Exercise objective :: Look for the word "front" in the data below, and copy every line that holds it.

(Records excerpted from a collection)
┌────────

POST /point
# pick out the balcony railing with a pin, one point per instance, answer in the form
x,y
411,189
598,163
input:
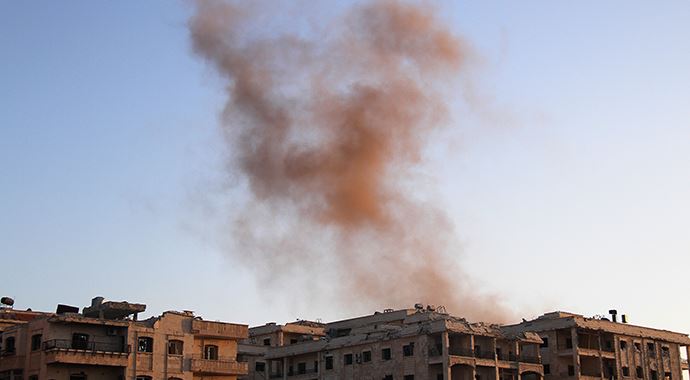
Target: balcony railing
x,y
67,344
221,366
219,329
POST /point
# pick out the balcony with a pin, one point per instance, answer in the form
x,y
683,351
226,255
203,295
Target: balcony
x,y
219,330
222,366
65,351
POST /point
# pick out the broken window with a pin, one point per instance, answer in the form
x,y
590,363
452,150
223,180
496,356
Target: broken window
x,y
211,352
80,341
175,347
651,349
386,354
36,342
408,350
145,344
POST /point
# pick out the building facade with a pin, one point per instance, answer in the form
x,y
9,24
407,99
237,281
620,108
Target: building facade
x,y
576,347
106,341
420,343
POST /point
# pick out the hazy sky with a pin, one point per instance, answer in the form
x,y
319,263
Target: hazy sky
x,y
567,176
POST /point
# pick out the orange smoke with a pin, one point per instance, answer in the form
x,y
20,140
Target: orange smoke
x,y
326,130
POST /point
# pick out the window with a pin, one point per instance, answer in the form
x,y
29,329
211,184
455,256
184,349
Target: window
x,y
145,344
36,342
386,354
9,346
545,342
408,350
80,341
211,352
175,347
651,349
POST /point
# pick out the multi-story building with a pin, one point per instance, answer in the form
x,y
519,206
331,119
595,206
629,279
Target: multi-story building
x,y
420,343
576,347
106,341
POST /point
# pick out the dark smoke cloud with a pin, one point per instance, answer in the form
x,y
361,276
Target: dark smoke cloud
x,y
327,131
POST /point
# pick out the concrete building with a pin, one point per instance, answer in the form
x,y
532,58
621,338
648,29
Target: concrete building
x,y
420,343
575,347
106,341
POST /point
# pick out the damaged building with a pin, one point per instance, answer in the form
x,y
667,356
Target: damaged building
x,y
420,343
107,341
576,347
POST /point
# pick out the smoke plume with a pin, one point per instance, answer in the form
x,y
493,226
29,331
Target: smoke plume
x,y
327,128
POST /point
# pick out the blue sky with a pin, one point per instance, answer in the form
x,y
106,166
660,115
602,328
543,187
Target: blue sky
x,y
567,182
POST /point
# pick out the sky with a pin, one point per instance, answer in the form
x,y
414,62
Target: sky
x,y
566,174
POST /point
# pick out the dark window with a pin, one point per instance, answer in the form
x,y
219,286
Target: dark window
x,y
9,346
211,352
408,350
145,344
36,342
80,341
175,347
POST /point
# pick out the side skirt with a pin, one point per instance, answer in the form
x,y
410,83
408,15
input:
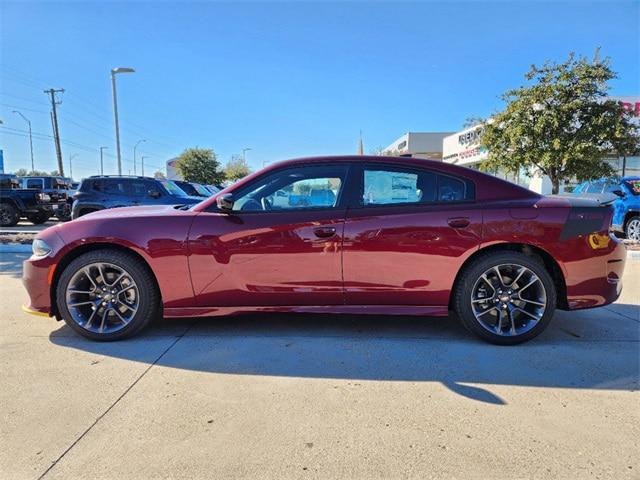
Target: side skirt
x,y
418,310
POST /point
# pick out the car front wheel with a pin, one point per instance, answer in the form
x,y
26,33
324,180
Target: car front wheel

└────────

Expected answer ::
# pick out the car front wheel with a pin, one point per instance, answer in the form
Target: car front wheel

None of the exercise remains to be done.